# What you need to do
Starting at the first line of the entries below, output every line exactly, up to and including the line with "wing; answer laid out like".

# Supplied data
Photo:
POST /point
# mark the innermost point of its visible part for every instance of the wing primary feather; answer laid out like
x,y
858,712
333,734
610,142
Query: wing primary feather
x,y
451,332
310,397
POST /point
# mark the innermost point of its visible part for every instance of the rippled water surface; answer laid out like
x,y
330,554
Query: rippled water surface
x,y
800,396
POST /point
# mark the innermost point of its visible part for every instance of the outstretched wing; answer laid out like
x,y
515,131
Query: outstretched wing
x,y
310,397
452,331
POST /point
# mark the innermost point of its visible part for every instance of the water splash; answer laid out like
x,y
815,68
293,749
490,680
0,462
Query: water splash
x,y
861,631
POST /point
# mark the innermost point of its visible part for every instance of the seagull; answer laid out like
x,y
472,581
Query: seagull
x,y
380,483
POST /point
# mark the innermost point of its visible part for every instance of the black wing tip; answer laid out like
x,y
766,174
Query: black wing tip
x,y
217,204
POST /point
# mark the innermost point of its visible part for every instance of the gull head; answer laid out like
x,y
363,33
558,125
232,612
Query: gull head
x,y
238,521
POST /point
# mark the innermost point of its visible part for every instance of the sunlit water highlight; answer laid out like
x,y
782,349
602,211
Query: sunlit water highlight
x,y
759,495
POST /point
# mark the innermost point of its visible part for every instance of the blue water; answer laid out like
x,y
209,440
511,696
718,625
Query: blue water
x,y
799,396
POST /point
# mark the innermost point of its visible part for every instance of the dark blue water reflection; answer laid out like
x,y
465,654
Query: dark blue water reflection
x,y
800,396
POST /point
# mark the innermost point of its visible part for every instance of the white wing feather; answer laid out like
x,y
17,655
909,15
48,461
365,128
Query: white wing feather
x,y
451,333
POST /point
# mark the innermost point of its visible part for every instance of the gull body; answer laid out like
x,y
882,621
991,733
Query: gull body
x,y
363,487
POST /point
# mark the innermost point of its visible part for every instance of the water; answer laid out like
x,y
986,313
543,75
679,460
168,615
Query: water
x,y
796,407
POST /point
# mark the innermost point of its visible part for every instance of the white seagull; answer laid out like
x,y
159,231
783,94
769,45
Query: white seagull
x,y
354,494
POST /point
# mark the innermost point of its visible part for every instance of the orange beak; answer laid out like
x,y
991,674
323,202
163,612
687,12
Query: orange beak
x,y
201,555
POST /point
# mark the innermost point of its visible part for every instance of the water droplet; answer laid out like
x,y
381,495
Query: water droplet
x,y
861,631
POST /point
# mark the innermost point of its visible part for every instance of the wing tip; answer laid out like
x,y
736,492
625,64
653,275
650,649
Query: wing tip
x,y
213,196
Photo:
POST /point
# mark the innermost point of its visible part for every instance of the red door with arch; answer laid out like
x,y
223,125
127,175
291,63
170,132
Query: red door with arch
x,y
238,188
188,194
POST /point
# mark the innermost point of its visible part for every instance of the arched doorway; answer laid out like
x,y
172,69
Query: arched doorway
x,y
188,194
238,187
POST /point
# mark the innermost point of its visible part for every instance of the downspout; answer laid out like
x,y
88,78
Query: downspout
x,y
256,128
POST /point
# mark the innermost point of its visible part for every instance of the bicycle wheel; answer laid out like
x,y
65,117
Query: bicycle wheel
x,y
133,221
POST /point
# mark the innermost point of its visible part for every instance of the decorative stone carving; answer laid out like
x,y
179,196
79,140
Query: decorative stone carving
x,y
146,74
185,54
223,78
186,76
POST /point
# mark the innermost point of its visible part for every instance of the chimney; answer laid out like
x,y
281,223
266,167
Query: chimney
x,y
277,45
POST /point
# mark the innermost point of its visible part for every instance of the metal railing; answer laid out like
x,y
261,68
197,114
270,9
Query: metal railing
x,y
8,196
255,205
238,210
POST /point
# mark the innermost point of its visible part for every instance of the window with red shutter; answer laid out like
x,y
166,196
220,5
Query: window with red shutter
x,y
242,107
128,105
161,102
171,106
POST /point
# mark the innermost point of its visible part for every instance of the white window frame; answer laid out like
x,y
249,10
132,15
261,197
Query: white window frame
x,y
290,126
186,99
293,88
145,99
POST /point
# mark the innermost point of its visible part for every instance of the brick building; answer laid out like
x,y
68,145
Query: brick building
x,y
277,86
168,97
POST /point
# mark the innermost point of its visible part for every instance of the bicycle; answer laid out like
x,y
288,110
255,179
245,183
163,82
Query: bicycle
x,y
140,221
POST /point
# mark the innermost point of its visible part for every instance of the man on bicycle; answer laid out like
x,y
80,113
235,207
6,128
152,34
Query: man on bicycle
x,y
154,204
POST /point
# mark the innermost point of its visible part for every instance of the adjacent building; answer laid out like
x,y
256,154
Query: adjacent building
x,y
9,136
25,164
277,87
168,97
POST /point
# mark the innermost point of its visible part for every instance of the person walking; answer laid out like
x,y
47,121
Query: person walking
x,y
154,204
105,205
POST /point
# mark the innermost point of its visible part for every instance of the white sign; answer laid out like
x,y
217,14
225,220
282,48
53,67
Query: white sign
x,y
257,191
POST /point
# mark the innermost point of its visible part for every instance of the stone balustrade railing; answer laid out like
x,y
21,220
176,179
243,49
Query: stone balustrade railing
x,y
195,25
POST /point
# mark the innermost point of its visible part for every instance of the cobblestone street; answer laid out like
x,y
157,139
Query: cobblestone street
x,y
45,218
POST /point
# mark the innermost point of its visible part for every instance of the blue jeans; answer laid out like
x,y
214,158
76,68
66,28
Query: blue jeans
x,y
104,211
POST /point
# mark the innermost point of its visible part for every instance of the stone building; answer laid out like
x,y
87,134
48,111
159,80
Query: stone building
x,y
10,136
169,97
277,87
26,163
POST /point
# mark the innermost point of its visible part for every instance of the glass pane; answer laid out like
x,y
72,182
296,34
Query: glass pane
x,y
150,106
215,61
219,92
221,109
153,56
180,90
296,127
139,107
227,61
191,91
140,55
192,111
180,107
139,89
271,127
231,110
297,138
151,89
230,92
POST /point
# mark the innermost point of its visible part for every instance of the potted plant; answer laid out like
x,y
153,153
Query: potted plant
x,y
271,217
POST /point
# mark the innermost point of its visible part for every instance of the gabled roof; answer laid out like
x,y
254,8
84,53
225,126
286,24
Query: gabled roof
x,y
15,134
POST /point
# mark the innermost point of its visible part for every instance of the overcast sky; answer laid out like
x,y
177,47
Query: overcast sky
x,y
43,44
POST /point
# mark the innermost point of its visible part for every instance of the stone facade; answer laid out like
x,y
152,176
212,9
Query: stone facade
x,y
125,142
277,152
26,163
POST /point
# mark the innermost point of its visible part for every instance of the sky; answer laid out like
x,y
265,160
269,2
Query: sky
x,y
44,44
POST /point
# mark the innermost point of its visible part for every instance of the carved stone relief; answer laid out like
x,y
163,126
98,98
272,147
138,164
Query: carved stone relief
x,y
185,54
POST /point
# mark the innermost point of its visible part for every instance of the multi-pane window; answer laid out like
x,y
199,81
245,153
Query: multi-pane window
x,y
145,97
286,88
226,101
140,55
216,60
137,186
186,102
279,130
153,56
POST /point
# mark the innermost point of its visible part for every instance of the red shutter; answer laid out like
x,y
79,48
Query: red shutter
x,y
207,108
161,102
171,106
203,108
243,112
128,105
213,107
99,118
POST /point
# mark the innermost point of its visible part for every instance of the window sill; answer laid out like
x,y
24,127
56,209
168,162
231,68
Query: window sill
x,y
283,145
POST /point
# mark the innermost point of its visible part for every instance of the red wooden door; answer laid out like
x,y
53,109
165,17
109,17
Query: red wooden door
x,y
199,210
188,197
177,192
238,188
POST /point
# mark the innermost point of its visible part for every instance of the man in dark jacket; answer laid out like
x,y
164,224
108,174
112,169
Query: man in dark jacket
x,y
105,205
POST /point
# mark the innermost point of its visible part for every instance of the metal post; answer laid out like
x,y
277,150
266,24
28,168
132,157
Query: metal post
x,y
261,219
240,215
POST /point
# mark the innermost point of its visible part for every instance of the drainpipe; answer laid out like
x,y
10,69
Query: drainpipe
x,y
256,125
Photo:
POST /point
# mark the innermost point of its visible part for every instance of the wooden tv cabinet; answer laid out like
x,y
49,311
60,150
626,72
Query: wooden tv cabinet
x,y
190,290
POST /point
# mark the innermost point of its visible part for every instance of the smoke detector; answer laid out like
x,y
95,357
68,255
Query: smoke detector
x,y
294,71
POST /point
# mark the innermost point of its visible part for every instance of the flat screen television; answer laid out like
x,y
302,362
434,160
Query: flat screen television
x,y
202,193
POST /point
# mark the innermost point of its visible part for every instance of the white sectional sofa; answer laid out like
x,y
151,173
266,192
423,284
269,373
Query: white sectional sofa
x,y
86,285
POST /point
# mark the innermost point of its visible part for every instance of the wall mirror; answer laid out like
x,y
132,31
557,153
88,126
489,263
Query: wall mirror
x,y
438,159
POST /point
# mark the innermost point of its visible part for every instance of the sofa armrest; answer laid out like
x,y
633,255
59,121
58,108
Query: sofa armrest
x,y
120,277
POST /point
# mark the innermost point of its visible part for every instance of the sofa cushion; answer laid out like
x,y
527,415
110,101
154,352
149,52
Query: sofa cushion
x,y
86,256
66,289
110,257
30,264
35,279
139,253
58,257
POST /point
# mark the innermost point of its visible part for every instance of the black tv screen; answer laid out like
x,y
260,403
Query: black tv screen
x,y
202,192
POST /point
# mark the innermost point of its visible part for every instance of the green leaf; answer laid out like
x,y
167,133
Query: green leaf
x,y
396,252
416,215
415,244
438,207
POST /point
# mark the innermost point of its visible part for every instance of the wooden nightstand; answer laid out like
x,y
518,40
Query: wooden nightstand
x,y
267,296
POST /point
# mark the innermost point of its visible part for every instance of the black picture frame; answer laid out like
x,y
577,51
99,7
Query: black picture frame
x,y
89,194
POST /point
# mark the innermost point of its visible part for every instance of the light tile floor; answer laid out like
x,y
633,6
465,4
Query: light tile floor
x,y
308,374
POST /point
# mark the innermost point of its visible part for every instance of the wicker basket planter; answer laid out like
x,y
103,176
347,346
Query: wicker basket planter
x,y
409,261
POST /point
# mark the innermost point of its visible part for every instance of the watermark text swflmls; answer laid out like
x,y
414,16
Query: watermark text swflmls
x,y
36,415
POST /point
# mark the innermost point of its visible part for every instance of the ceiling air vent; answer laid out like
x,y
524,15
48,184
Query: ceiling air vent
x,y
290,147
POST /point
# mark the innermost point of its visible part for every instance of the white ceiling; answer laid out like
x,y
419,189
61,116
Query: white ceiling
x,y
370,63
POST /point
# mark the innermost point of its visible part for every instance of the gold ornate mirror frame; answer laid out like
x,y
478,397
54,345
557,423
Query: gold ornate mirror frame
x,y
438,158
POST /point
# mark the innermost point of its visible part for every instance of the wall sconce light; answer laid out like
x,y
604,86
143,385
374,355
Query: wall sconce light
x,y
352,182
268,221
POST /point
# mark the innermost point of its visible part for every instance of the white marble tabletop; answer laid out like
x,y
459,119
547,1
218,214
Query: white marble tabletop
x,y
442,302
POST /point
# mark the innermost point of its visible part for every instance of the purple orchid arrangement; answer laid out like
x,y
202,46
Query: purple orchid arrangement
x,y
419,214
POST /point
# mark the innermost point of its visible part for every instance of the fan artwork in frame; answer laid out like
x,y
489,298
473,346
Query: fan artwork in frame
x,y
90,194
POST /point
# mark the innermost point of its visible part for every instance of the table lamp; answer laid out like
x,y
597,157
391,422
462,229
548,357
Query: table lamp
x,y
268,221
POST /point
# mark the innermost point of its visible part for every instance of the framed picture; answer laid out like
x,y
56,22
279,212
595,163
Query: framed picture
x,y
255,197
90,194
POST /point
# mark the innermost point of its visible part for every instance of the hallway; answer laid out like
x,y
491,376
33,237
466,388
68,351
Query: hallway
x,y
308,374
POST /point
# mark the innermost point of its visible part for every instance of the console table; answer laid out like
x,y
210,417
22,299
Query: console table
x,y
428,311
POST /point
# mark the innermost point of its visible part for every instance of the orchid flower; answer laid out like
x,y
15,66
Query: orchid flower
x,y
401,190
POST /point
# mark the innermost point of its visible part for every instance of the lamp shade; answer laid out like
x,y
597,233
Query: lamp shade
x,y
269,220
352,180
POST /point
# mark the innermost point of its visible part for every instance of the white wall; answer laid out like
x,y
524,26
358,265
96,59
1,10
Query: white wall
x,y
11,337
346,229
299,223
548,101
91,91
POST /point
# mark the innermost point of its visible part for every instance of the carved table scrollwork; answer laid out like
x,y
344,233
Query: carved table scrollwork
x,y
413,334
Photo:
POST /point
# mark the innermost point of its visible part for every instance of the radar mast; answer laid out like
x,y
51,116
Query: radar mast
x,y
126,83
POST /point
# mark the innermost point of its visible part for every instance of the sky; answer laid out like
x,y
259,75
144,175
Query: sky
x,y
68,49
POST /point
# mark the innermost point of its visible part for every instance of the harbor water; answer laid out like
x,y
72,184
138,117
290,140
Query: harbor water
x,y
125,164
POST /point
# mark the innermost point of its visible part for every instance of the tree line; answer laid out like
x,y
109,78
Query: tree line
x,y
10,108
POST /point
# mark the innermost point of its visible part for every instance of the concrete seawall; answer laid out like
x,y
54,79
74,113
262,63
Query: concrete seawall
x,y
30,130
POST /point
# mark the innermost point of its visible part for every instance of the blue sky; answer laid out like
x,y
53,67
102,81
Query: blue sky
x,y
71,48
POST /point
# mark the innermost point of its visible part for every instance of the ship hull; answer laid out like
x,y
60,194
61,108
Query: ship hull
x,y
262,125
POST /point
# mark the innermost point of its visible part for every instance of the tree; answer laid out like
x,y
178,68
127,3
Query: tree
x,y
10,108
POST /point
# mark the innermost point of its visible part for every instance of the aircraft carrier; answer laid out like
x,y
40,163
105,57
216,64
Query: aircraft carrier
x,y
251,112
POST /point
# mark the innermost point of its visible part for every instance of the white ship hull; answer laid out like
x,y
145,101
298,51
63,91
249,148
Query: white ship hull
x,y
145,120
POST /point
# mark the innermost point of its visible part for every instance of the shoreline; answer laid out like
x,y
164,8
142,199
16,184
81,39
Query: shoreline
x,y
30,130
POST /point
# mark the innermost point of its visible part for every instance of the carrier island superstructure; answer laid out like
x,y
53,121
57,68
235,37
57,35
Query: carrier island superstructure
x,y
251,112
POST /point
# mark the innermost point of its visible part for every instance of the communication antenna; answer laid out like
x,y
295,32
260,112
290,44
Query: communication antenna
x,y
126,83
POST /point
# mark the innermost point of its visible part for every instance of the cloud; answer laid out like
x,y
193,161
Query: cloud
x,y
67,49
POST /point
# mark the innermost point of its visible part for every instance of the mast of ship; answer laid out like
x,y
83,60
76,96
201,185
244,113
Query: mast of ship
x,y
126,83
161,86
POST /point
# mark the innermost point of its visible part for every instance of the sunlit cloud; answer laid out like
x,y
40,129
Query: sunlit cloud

# Output for this exercise
Photo:
POST /point
# mark the innermost point of its visible part for every instance of the wing primary feather; answer laid out like
x,y
858,712
333,734
610,142
Query: wing primary feather
x,y
451,332
310,397
POST /point
# mark the innermost point of its visible part for every instance of the rippled water surface; answer laid out like
x,y
330,554
Query: rippled water surface
x,y
800,396
POST /point
# mark the innermost point of its visible part for every instance of the outstretched wing; answer laid out like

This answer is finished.